- **Problem details**:
Whenever a line carries the word "silver", pull it out of the entries.

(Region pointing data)
+-------+
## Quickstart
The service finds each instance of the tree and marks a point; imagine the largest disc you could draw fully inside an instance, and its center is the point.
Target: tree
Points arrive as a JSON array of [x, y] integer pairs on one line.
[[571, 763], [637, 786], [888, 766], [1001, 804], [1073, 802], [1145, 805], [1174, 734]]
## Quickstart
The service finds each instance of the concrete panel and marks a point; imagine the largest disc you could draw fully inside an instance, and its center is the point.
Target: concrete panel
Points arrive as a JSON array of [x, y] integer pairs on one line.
+-------+
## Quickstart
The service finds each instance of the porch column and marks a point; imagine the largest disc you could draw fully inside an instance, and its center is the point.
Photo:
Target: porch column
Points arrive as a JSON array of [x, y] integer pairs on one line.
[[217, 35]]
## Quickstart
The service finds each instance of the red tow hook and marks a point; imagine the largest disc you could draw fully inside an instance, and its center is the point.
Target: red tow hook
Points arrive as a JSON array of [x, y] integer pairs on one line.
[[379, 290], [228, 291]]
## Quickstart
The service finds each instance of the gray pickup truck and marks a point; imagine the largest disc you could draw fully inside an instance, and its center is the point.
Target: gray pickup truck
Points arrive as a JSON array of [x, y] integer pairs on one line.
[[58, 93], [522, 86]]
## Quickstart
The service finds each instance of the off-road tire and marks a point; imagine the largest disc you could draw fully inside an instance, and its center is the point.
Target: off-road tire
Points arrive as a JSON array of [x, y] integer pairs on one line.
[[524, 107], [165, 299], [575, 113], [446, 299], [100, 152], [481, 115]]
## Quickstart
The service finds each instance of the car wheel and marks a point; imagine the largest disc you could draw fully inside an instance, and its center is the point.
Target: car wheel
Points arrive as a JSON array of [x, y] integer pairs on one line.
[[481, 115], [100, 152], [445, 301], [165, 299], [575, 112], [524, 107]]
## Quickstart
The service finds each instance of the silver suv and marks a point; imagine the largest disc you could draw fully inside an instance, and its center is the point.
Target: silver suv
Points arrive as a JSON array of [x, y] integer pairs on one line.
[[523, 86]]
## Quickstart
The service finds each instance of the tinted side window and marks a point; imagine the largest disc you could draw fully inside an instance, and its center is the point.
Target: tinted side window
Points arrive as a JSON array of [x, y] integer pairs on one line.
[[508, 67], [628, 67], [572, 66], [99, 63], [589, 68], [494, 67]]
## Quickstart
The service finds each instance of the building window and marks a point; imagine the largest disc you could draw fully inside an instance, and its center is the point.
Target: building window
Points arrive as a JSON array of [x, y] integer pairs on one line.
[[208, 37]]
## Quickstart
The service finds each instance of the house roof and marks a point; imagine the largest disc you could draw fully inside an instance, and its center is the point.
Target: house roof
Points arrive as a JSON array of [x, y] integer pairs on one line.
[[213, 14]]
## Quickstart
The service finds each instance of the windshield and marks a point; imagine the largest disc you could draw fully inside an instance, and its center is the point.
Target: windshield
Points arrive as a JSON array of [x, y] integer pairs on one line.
+-------+
- **Result of this task**:
The service finds each instance of the silver suv and marks a point; imagine the largest disc you could draw fully inside an instance, and its center is the point.
Target: silver suv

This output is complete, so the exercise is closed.